TASK MATERIAL —

-- -- --

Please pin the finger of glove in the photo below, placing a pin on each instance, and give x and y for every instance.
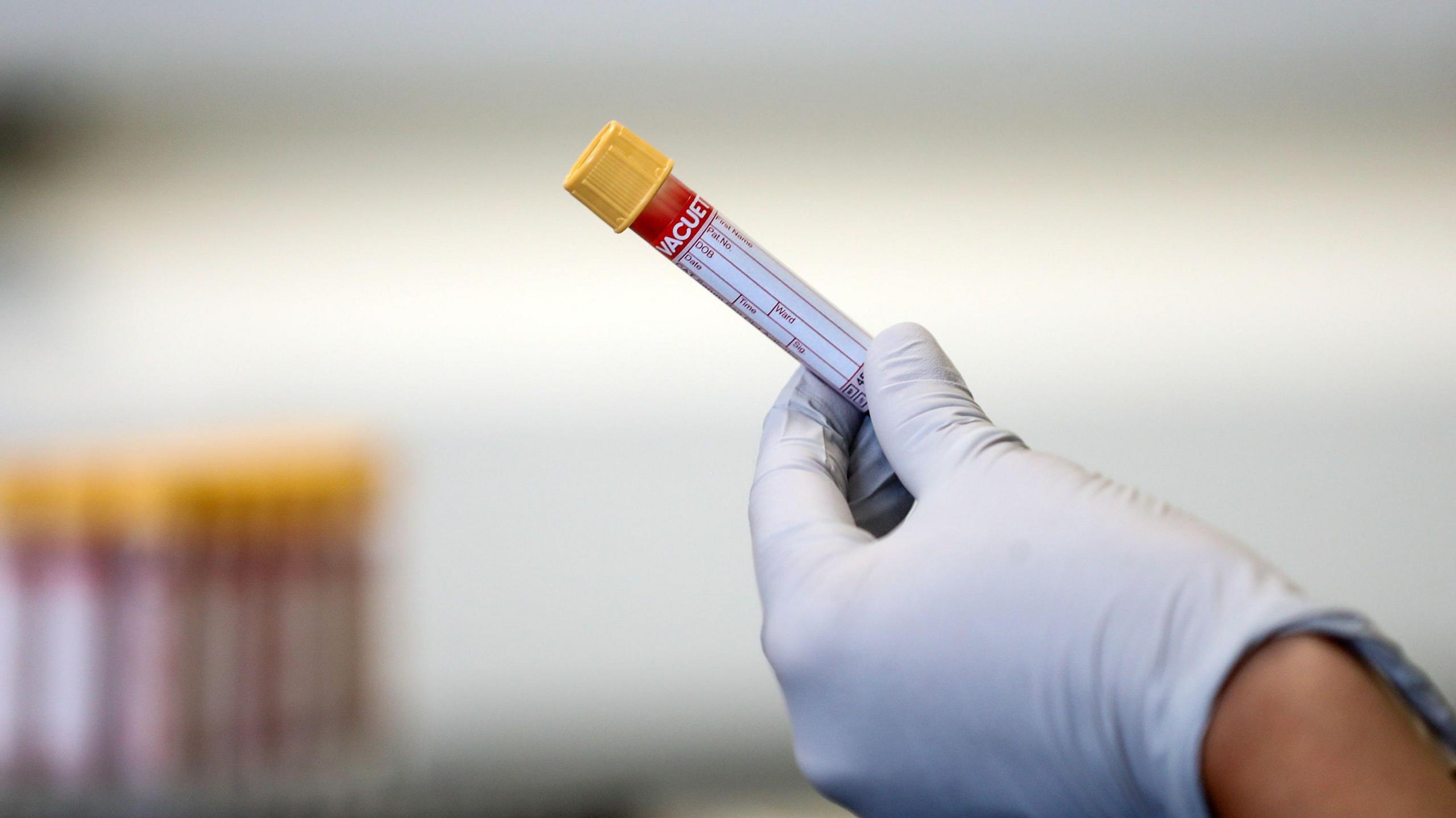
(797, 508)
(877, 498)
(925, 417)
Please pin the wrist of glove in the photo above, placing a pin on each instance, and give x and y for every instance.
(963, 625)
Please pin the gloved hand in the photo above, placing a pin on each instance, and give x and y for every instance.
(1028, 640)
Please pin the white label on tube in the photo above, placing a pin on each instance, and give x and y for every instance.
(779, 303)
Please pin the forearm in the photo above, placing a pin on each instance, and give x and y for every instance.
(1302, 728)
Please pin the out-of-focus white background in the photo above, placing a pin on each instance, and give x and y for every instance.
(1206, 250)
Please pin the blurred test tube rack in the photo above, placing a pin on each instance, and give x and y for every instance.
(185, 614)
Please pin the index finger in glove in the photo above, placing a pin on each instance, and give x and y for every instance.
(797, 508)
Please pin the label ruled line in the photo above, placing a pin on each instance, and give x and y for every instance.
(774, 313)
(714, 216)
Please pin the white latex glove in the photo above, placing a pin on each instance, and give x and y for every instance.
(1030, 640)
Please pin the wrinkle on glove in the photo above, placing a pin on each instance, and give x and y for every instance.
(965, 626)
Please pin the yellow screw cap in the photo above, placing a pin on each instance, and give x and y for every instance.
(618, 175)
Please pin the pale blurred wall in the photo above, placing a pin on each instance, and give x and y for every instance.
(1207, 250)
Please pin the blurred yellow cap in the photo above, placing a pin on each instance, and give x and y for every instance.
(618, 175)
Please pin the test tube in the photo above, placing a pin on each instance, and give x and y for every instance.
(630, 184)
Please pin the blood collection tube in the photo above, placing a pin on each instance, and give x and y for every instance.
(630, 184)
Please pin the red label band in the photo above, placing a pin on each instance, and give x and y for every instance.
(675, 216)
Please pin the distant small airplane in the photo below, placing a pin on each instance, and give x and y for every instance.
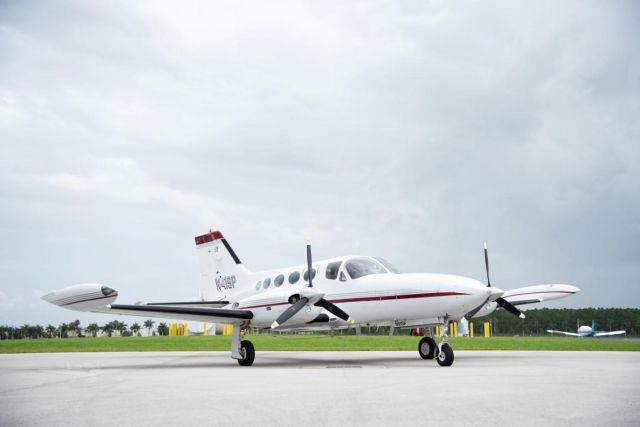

-- -- --

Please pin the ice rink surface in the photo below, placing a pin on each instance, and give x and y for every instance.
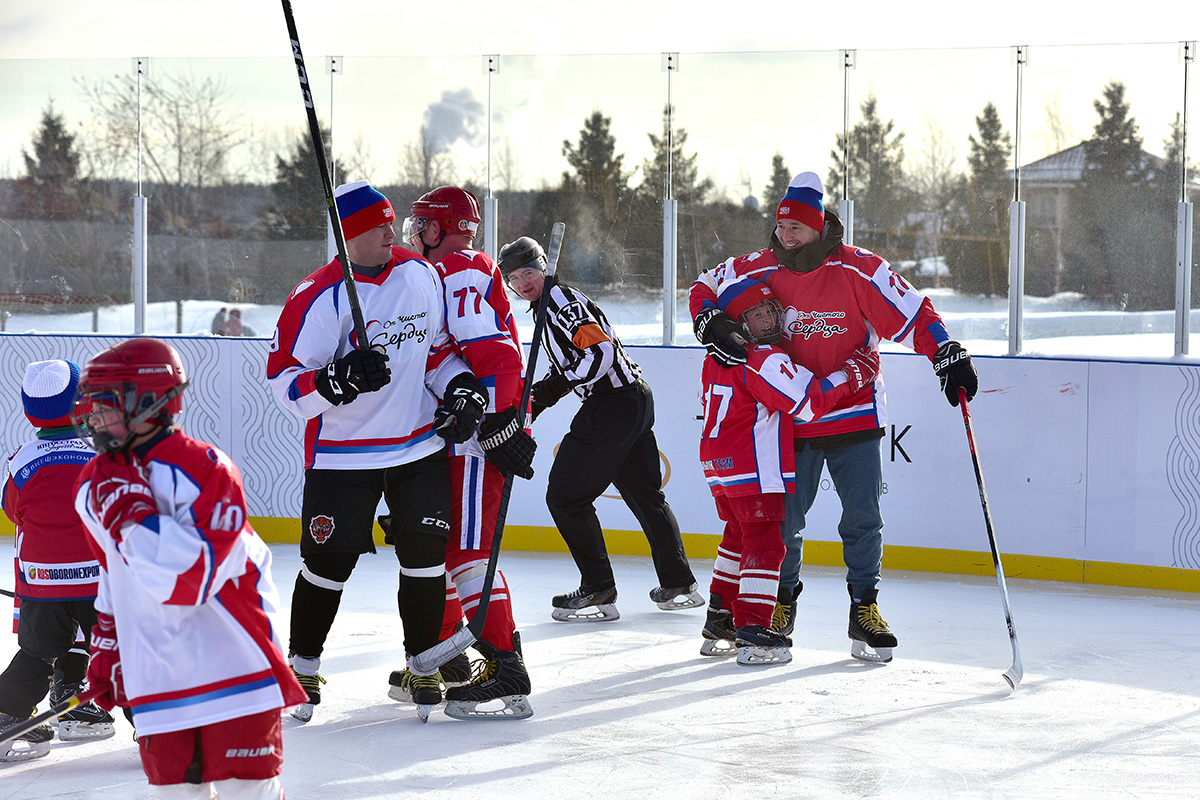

-- -- --

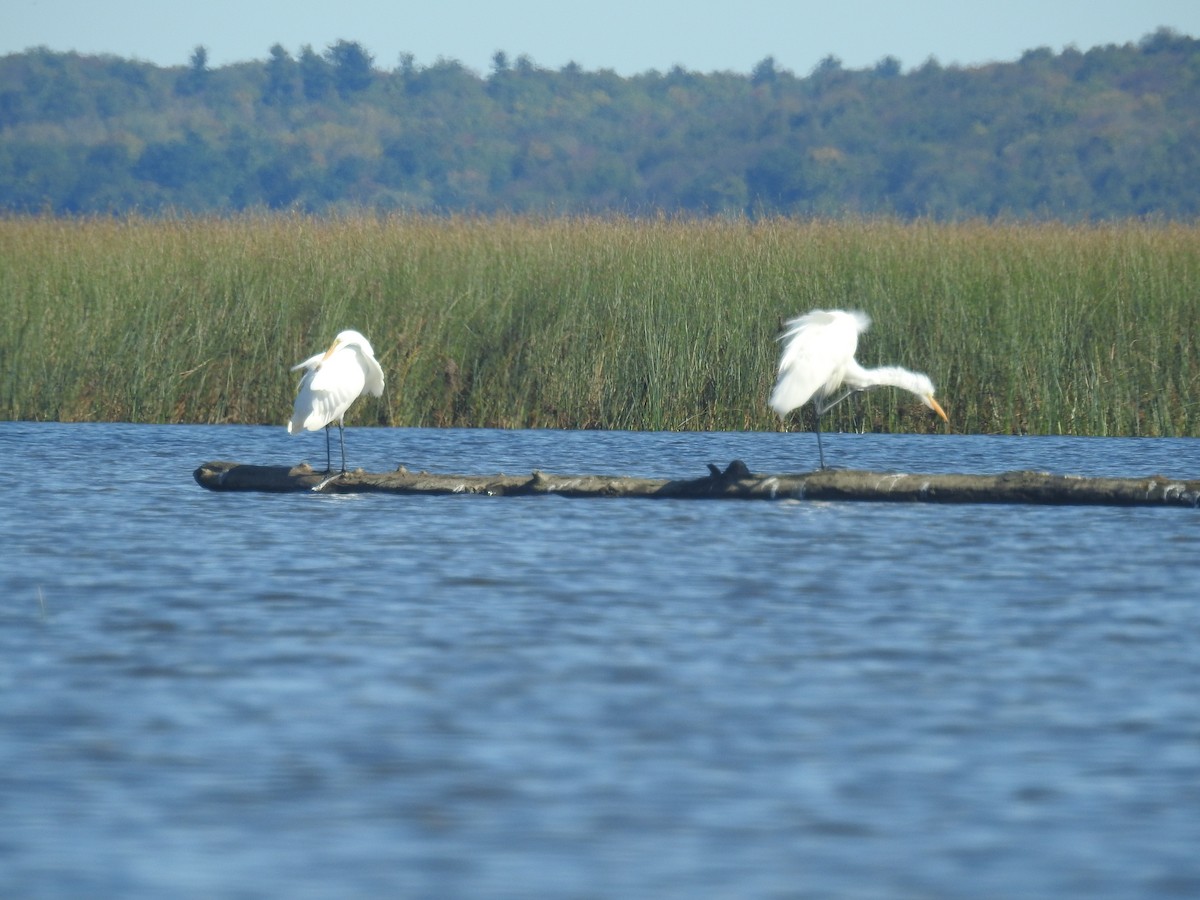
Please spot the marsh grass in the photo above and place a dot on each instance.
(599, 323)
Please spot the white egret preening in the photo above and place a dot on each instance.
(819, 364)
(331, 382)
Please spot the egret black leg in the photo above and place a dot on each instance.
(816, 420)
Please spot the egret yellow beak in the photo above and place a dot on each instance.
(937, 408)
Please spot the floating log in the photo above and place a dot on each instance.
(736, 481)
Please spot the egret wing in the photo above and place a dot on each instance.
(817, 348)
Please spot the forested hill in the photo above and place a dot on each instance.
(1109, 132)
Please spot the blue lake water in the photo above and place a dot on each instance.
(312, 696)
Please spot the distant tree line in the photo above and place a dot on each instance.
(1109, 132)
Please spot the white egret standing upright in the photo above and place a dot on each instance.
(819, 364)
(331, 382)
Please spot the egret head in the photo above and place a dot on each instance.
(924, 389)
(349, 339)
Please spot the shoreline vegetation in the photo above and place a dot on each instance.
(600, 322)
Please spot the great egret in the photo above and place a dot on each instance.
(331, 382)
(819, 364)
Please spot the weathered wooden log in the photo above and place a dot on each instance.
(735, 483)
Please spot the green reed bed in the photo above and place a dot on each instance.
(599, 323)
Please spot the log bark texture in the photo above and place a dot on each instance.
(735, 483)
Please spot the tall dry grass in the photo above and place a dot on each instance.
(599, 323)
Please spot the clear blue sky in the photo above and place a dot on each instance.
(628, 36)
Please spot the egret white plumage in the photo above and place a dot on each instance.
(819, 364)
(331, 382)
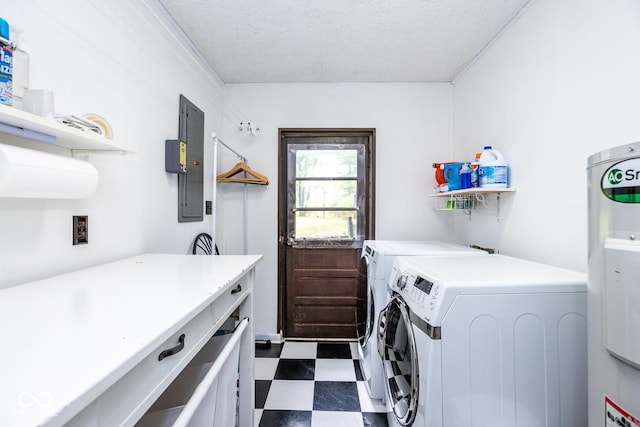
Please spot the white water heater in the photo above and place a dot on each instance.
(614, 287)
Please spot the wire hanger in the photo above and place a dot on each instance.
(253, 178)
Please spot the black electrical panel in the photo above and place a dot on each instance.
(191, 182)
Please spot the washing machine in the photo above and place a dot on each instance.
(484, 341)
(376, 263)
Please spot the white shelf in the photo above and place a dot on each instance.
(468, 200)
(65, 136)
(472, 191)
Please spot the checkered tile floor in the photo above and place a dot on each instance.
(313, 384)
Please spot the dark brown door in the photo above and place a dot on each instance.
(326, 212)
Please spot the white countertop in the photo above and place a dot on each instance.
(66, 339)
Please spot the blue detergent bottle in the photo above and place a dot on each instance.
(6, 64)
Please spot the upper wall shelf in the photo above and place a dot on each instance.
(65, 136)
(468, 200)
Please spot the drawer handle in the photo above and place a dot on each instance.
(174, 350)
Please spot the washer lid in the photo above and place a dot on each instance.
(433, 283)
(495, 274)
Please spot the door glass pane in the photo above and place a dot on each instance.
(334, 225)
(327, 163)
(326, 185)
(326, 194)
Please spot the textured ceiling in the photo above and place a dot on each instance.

-- -- --

WHAT NEEDS TO BE DONE —
From the records above, quote only the lines running from the line with "Please spot the white countertop" to the line with "Please spot the textured", both lines included.

REPLY TO THE TASK —
Please spot the white countertop in the photo above and place a dot on each instance.
(66, 339)
Please spot the blue detergent bottle in the photo above and place a dot on each instance.
(6, 64)
Please spot the upper wall shelf in the photo above and place a dot on each instance.
(65, 136)
(468, 200)
Please spot the drawer handle in the photo above and place a dot on each instance.
(174, 350)
Please spot the washer lid in the photo above and place a dot on each instance.
(433, 283)
(495, 274)
Please spot the door glass pane in the photo above and place a dot on each instance.
(334, 225)
(327, 163)
(326, 185)
(326, 194)
Please spot the textured ceiling in the photo above and place a dot on each instance.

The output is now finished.